● **RECORDED INFORMATION**
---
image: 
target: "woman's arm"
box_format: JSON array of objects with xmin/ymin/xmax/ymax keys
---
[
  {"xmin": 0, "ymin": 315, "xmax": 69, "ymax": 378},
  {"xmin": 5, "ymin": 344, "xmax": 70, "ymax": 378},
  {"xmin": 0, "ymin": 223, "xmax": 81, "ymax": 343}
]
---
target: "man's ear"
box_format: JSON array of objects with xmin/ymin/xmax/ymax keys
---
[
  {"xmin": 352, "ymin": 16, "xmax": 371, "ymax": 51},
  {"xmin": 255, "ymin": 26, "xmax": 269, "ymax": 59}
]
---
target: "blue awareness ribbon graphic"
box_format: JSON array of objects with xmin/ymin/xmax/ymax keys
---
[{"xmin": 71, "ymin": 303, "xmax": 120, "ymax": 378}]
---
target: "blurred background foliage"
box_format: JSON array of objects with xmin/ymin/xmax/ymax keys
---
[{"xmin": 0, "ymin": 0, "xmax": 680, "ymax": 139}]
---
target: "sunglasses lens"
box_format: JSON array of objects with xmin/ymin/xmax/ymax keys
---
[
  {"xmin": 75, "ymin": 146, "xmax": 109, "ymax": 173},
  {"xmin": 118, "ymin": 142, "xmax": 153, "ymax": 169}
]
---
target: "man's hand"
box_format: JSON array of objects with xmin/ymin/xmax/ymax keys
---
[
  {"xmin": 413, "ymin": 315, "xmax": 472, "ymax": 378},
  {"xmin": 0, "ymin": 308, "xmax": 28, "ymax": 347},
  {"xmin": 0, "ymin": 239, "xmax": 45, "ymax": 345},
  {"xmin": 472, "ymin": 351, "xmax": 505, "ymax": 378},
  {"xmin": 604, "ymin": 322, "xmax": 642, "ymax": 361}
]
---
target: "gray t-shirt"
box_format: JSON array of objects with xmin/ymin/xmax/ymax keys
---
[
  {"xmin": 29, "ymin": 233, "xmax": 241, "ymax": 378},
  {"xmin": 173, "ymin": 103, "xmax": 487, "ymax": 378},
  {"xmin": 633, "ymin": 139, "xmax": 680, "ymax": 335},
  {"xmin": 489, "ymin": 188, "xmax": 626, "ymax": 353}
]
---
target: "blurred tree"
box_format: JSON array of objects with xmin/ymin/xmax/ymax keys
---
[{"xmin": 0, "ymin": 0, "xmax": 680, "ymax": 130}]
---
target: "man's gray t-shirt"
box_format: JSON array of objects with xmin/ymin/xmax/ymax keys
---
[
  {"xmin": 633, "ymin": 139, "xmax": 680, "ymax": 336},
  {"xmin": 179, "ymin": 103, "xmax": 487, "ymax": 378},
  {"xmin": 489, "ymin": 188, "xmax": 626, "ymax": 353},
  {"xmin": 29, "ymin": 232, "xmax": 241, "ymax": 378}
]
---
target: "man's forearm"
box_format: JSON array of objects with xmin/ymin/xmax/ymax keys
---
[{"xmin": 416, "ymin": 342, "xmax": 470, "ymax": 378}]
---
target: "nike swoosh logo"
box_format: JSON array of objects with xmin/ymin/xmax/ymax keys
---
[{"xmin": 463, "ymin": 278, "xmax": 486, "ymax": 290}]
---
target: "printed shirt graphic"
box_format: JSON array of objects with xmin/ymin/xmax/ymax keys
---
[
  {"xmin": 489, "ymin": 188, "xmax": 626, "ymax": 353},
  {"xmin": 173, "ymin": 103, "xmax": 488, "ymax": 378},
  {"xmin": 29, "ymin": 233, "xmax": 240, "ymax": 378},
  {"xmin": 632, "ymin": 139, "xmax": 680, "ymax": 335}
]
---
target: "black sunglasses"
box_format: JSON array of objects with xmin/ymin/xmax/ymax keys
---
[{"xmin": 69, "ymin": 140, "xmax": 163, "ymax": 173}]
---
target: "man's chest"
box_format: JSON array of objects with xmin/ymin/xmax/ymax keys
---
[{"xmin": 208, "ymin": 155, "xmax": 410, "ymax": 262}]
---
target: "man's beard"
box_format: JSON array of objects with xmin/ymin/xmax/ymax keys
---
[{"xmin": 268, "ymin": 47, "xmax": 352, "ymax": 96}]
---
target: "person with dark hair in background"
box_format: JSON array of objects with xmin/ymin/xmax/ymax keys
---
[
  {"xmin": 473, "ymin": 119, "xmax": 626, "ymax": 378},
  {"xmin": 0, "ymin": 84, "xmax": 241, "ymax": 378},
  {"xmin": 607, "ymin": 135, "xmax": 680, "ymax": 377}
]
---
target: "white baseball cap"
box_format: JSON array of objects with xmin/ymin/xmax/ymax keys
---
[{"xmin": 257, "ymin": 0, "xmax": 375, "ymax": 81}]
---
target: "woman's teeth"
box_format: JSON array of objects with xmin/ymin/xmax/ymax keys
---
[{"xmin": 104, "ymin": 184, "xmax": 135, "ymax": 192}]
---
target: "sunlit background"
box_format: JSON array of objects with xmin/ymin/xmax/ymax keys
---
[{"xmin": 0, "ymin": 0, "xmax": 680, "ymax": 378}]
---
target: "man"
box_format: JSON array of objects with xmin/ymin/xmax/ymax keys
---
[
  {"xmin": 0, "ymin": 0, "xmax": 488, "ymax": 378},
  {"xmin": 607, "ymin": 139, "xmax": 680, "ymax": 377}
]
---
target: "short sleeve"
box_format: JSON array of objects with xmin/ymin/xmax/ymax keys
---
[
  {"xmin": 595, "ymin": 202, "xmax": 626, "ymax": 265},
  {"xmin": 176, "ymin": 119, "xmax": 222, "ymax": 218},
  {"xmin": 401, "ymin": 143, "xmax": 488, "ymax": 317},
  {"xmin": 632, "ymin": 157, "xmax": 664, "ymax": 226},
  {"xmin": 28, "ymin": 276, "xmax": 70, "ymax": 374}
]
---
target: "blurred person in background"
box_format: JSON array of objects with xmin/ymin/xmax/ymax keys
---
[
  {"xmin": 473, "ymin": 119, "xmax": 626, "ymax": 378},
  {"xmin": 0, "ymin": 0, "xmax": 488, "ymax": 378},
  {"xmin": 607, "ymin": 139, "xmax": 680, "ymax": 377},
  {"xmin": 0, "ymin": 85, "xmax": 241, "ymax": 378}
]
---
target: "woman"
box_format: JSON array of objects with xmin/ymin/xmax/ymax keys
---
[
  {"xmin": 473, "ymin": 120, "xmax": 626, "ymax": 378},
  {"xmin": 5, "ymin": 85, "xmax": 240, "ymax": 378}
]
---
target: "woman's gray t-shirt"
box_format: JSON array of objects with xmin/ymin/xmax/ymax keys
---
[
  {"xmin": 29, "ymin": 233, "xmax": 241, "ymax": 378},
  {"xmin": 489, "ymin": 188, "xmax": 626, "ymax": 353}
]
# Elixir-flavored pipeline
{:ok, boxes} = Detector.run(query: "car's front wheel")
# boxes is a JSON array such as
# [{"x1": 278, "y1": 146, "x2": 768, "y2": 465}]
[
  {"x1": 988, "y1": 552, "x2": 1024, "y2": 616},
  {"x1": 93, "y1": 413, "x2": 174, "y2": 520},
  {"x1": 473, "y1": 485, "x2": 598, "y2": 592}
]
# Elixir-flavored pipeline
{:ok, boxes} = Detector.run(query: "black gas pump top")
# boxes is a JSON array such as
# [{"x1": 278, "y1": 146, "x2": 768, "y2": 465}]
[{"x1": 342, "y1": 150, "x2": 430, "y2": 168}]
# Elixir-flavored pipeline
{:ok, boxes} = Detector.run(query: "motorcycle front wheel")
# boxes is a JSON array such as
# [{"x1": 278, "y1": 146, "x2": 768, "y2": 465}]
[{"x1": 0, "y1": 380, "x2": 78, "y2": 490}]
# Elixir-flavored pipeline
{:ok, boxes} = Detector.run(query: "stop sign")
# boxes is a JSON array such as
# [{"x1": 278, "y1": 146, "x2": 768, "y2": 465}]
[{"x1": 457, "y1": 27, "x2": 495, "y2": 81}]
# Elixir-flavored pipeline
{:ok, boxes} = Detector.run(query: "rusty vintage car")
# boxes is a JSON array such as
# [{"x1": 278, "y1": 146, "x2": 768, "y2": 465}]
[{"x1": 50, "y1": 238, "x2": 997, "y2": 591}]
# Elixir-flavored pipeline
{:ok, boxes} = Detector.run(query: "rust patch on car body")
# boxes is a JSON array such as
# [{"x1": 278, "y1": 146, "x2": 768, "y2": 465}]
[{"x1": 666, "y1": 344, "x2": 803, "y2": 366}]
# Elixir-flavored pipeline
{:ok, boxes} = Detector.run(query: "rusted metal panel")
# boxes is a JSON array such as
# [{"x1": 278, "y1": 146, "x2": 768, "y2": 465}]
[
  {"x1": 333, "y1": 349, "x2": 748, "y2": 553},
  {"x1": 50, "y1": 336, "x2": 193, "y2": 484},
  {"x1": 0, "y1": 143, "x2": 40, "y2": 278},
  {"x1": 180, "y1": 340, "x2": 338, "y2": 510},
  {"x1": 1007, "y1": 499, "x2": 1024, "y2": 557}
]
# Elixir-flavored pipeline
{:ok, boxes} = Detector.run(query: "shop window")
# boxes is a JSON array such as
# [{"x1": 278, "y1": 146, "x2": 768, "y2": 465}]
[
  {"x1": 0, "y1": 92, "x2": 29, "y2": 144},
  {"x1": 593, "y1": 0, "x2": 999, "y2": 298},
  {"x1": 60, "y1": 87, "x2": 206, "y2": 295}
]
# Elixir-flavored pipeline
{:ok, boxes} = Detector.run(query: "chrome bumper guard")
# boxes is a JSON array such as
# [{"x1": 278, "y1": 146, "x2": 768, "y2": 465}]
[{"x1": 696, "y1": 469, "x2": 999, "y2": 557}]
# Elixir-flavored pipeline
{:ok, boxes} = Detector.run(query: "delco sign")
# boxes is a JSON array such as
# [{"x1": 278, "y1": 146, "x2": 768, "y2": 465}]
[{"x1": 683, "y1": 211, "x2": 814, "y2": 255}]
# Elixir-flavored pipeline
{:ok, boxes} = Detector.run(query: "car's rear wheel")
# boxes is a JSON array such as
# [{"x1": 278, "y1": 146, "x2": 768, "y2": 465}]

● **OBJECTIVE**
Which lines of the data above contain the string "shirt"? Copy each of those lines in full, treating uppercase and lowercase as different.

● **OUTPUT**
target: "gray t-shirt"
target: "man's gray t-shirt"
target: "printed shirt graphic"
target: "woman's gray t-shirt"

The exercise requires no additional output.